Lay out the material from the line with "For each <instance>, produce" to the line with "positive clicks: (659, 17)", both included, as a JSON list of strings with one string per line and blank lines omitted.

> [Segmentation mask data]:
::::::::

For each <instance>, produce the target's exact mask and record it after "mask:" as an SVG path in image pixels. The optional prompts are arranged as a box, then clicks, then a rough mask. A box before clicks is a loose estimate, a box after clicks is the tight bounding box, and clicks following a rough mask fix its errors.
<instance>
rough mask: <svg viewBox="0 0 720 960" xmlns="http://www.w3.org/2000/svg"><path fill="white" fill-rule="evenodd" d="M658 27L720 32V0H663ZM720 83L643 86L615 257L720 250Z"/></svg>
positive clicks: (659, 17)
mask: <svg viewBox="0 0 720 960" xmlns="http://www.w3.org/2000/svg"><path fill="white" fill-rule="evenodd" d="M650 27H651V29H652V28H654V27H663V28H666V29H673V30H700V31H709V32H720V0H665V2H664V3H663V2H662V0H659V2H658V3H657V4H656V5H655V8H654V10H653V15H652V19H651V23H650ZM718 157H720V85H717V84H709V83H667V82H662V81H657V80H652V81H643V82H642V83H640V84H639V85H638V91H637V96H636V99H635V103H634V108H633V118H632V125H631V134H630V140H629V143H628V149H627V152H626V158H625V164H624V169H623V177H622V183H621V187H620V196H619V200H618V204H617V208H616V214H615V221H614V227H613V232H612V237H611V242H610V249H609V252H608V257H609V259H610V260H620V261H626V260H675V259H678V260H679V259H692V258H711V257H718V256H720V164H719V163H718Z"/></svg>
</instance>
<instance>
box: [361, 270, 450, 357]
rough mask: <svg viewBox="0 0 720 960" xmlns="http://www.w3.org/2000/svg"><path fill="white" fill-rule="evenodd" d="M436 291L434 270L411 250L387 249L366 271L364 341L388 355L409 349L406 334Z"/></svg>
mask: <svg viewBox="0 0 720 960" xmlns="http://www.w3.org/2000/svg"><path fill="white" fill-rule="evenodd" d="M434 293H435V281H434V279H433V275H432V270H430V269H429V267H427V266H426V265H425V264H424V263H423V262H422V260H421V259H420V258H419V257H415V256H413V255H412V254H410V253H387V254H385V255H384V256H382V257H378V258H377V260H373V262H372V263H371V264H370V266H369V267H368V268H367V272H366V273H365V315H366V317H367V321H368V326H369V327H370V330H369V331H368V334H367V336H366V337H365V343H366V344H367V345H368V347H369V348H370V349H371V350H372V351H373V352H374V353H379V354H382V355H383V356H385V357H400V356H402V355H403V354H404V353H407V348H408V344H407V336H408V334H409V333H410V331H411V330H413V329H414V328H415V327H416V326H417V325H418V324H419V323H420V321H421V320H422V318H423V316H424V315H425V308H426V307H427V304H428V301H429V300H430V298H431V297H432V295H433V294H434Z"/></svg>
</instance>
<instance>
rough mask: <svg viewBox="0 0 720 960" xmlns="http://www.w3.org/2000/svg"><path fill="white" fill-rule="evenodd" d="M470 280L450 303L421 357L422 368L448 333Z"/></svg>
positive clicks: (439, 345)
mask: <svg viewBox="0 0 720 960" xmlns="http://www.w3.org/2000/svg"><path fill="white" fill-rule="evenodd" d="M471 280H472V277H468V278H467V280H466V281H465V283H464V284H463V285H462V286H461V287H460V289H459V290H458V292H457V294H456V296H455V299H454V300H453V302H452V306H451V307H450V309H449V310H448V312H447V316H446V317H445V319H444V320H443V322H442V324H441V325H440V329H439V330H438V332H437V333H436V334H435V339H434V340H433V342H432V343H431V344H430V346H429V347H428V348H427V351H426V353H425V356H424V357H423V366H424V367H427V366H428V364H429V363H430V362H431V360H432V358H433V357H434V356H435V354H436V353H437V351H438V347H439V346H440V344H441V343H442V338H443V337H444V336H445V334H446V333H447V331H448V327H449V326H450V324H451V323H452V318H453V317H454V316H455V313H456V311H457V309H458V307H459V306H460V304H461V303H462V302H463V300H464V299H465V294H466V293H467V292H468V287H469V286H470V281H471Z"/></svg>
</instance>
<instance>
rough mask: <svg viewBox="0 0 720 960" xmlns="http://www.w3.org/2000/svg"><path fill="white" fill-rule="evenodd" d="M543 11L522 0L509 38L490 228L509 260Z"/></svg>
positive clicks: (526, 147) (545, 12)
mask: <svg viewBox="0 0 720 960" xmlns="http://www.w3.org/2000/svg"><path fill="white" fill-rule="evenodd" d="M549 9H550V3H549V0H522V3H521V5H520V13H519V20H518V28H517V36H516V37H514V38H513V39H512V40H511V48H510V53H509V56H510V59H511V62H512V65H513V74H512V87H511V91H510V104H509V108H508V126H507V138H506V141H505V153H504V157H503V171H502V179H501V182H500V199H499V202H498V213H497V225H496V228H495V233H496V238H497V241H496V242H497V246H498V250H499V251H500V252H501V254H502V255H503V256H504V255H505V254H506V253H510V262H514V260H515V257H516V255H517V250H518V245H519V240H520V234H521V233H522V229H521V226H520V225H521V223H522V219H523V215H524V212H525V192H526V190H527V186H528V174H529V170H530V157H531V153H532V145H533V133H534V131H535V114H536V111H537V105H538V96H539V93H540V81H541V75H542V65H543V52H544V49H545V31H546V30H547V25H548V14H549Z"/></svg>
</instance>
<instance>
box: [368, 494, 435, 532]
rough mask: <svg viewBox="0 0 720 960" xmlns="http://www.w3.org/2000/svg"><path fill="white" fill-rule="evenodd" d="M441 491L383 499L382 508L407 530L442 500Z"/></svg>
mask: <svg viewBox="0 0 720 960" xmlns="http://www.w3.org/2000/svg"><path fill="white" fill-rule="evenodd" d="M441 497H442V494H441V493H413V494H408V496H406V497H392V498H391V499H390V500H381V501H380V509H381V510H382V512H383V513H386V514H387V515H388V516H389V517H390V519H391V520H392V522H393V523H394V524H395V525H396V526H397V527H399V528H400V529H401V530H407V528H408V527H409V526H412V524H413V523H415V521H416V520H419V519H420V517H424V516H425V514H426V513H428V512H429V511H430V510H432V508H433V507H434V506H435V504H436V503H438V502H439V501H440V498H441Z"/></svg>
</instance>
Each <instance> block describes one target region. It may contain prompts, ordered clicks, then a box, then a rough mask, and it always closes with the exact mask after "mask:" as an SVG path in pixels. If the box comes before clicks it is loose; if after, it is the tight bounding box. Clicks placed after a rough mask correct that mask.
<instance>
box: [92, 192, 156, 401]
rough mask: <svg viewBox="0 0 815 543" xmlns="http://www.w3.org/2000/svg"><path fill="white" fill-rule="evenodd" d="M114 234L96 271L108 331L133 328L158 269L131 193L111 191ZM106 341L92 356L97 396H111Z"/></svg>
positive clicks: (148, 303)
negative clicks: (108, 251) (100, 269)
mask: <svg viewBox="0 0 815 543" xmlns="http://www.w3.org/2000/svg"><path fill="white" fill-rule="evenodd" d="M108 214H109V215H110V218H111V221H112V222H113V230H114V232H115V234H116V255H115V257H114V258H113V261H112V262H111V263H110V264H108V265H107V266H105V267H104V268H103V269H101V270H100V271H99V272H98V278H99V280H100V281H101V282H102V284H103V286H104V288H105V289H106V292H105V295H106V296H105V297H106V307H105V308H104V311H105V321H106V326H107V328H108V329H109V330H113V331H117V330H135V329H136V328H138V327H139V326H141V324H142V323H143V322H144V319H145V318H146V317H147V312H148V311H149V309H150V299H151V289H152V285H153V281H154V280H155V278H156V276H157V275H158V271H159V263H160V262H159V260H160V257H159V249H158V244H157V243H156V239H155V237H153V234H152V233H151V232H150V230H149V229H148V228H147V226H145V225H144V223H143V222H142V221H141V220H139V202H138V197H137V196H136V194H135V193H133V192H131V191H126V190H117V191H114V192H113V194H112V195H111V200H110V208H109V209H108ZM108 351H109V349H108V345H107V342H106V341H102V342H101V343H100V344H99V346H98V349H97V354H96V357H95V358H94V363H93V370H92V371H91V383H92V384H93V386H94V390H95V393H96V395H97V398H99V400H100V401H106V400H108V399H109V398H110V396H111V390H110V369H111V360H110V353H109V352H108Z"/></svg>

::::::::

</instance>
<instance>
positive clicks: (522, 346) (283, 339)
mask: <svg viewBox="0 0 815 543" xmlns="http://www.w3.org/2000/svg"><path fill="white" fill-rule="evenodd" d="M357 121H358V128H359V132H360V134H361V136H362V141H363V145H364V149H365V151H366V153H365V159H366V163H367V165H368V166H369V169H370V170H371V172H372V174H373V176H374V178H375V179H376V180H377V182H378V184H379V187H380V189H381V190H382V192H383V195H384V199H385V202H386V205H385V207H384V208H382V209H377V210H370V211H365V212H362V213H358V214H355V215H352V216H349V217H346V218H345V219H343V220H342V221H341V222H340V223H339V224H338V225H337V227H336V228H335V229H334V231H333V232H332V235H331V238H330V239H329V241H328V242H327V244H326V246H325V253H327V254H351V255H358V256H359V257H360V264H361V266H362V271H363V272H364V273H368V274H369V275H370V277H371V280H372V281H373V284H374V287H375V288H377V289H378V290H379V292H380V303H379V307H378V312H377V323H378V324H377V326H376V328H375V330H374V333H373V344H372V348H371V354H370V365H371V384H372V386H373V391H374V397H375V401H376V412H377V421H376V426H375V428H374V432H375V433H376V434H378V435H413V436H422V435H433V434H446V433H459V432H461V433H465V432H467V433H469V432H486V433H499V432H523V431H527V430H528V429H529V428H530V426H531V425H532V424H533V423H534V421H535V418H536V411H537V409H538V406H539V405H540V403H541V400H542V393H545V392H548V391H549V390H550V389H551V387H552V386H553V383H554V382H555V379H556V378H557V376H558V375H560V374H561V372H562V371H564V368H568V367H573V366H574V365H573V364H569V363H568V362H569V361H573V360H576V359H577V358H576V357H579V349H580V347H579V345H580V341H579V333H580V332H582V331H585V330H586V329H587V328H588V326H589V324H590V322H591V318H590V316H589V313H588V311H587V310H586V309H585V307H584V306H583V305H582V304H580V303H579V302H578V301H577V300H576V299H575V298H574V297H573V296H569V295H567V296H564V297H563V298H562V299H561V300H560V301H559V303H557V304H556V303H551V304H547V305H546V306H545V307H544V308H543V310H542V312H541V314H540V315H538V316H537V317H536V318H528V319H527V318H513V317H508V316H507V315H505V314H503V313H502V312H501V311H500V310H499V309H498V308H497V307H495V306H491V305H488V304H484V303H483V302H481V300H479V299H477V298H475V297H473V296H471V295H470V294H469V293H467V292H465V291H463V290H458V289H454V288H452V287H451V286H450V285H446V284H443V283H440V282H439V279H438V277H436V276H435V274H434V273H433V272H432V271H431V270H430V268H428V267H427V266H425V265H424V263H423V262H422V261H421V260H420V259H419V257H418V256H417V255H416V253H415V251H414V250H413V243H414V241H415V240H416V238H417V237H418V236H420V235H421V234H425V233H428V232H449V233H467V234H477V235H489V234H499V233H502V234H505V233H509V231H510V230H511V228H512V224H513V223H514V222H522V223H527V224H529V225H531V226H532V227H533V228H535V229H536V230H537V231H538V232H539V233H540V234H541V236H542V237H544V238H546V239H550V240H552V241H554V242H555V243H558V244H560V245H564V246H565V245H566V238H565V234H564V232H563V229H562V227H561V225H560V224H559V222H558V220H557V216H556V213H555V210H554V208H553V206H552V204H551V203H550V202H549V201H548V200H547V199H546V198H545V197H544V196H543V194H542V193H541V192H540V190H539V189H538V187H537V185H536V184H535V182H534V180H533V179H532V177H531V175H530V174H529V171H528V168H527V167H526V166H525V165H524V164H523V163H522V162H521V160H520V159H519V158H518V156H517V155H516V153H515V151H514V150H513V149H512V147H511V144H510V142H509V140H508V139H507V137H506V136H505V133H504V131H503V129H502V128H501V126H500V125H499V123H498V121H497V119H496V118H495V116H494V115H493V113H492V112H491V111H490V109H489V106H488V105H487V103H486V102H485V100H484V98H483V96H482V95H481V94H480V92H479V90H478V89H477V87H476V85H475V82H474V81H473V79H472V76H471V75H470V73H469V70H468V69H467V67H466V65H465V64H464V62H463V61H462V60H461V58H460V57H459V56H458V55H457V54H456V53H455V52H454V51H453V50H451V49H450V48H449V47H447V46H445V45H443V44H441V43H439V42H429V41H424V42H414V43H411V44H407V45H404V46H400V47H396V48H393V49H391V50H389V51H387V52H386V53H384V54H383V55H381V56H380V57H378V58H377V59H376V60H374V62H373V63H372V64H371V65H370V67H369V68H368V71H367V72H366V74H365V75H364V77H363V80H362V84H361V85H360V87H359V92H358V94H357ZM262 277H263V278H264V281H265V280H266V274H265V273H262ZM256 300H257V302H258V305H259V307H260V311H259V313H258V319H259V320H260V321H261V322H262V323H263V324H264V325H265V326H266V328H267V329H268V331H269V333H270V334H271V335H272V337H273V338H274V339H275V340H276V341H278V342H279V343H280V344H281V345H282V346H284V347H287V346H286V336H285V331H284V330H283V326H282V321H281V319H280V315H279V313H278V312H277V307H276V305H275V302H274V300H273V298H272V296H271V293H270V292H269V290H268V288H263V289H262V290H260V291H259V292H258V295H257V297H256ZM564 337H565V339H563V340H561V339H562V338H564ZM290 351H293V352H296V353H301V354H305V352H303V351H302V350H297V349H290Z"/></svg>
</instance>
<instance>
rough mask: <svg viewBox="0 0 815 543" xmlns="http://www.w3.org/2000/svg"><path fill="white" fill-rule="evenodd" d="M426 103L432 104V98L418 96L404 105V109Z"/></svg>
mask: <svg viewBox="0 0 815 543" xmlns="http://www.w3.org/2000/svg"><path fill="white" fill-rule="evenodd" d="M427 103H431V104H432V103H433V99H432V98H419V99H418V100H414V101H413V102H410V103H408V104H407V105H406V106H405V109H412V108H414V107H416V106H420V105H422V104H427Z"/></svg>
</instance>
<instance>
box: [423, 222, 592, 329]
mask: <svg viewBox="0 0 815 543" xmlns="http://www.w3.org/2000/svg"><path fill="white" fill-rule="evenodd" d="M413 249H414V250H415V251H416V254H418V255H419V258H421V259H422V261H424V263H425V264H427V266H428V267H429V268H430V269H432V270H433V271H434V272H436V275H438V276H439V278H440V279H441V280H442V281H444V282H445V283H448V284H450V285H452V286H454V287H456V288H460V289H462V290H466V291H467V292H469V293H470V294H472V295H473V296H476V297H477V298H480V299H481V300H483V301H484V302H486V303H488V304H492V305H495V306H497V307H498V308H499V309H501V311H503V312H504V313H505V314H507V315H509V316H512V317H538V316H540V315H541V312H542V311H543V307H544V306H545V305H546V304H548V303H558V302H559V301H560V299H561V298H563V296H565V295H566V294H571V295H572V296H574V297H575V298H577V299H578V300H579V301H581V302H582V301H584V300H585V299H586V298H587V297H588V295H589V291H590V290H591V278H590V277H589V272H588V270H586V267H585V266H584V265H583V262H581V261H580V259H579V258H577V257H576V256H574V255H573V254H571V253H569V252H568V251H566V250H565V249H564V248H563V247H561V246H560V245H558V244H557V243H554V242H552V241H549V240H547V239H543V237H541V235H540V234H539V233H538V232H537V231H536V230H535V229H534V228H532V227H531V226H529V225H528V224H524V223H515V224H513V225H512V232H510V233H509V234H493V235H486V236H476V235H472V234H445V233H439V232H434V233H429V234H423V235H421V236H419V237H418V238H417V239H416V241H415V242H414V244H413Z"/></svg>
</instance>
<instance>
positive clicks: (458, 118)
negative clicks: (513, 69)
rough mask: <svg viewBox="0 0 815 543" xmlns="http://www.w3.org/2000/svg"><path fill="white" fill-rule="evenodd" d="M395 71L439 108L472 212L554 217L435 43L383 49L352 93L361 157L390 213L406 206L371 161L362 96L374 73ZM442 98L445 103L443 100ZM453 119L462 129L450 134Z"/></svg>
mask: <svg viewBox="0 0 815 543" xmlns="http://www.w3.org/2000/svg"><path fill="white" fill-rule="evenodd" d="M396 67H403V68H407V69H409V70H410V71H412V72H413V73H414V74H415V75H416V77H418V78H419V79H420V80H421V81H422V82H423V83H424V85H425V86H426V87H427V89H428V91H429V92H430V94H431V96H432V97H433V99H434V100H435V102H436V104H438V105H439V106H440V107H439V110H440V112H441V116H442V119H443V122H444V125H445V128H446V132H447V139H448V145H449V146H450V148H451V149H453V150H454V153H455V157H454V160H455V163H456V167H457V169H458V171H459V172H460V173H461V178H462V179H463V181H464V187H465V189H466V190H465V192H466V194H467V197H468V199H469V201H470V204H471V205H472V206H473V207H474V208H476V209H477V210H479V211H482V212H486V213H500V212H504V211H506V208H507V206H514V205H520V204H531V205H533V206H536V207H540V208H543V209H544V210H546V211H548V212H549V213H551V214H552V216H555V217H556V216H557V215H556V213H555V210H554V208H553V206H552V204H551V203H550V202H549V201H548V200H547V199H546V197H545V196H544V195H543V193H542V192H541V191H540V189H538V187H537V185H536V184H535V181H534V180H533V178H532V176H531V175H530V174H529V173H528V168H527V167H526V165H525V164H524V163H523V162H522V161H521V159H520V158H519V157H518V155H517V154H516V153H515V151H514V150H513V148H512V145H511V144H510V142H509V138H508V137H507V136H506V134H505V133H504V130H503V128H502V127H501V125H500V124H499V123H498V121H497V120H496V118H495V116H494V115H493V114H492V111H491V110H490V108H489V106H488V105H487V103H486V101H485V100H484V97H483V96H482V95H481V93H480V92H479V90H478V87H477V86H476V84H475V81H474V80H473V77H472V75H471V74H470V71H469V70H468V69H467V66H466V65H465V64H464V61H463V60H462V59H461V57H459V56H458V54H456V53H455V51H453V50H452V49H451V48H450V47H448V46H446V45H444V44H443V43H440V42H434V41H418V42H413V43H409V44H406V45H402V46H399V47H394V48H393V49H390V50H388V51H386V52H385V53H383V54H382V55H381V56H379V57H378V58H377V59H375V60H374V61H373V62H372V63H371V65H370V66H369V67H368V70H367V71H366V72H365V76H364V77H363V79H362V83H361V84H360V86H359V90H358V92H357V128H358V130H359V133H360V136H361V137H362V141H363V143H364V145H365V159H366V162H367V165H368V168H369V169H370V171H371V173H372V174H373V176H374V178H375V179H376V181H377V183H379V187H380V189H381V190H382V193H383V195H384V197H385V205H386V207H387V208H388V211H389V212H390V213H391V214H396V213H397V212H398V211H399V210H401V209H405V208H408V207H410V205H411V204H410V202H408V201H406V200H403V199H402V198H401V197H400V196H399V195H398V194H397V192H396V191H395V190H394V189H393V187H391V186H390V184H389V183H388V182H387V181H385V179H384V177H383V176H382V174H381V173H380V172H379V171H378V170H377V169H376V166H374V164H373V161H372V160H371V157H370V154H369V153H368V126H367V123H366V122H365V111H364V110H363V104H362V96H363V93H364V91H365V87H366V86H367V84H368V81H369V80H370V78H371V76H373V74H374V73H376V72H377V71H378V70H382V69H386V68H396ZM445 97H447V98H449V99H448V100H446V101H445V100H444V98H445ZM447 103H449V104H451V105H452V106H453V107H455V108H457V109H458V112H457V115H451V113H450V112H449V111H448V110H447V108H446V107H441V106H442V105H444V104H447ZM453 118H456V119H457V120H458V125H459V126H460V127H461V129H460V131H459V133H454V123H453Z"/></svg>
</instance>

::::::::

> [ANSWER TO THIS PROBLEM]:
[
  "For each <instance>, produce the target's exact mask and record it after \"mask:\" as an SVG path in image pixels. The optional prompts are arranged as a box, then clicks, then a rough mask. A box before clicks is a loose estimate, a box after clicks is the tight bounding box, and clicks following a rough mask fix its errors.",
  "<instance>",
  "rough mask: <svg viewBox=\"0 0 720 960\" xmlns=\"http://www.w3.org/2000/svg\"><path fill=\"white\" fill-rule=\"evenodd\" d=\"M658 27L720 32V0H663ZM720 83L643 86L615 257L720 250Z\"/></svg>",
  "positive clicks: (659, 17)"
]